- **DATA ROWS**
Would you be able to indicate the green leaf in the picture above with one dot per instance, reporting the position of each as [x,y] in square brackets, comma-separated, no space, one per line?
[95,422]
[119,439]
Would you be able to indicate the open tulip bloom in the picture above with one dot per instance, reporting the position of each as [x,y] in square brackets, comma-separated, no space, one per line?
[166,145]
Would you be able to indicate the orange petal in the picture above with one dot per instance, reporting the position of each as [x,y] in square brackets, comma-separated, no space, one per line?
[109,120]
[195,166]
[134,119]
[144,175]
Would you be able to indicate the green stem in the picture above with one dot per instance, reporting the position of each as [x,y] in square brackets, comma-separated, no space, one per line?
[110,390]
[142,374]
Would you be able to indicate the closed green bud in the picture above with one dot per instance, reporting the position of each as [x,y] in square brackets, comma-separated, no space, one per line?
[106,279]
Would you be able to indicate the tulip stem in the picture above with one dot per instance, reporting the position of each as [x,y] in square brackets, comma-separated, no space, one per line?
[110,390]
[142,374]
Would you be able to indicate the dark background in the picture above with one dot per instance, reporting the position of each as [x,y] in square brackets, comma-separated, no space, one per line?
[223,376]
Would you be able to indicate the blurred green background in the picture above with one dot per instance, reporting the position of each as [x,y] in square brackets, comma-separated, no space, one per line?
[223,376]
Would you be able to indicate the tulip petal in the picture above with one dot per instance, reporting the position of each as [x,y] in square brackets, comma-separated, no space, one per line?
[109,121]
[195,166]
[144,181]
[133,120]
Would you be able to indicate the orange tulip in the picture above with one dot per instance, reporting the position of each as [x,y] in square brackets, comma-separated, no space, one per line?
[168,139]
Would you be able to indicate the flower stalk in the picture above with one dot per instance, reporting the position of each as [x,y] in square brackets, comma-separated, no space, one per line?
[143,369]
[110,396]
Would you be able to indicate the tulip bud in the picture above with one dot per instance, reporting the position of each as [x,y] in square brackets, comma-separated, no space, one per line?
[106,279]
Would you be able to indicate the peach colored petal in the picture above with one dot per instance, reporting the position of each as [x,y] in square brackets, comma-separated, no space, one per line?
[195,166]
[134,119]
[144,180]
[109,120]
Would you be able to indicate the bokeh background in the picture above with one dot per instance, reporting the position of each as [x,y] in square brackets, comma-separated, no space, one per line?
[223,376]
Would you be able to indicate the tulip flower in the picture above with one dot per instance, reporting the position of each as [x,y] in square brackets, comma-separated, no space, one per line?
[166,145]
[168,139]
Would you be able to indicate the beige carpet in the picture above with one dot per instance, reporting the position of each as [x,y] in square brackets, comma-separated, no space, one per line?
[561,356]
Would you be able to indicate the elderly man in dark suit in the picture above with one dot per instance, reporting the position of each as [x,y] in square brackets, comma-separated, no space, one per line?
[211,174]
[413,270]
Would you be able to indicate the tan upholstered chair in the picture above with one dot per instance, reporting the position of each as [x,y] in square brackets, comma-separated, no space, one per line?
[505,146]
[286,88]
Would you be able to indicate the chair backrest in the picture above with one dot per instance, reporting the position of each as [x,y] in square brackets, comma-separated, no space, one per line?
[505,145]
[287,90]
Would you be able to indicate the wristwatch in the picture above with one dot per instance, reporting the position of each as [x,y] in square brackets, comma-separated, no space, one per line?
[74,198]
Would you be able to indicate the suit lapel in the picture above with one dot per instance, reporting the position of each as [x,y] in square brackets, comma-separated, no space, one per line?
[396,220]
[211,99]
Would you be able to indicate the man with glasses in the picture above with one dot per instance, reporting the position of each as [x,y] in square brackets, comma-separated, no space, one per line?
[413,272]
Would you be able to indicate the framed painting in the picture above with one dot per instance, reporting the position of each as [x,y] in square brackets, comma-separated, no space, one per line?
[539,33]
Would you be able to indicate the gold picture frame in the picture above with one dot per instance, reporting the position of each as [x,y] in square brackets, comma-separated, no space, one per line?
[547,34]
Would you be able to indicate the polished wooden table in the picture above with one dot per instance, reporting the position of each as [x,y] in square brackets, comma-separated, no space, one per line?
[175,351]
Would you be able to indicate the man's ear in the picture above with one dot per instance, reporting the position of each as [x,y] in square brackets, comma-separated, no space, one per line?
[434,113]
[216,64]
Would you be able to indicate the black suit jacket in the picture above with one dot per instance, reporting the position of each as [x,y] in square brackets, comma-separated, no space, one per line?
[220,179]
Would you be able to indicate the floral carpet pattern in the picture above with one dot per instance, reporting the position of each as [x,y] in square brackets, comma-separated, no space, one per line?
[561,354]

- **TASK DETAILS**
Quote the lines of the listing above that run from the line with "Would you be able to indicate the man's" through its last line, both included, and nothing else.

- **TASK ANSWER**
Would you be able to indicate the man's ear in the picture above with one dot per instance, reporting the position of each as [x,y] in square brackets, comma-separated, no space, one per line?
[434,113]
[216,64]
Would you be able to indicate the black suit jacket in the picture above with one dot per instance, reporting the position of each as [x,y] in square brackets, comma-separated, no space, one per line?
[220,179]
Would you be able to indicate the floral carpet pattern in the picture above with one dot per instance, reporting the position of each as [x,y] in square brackets, comma-separated, no space, one per line?
[561,354]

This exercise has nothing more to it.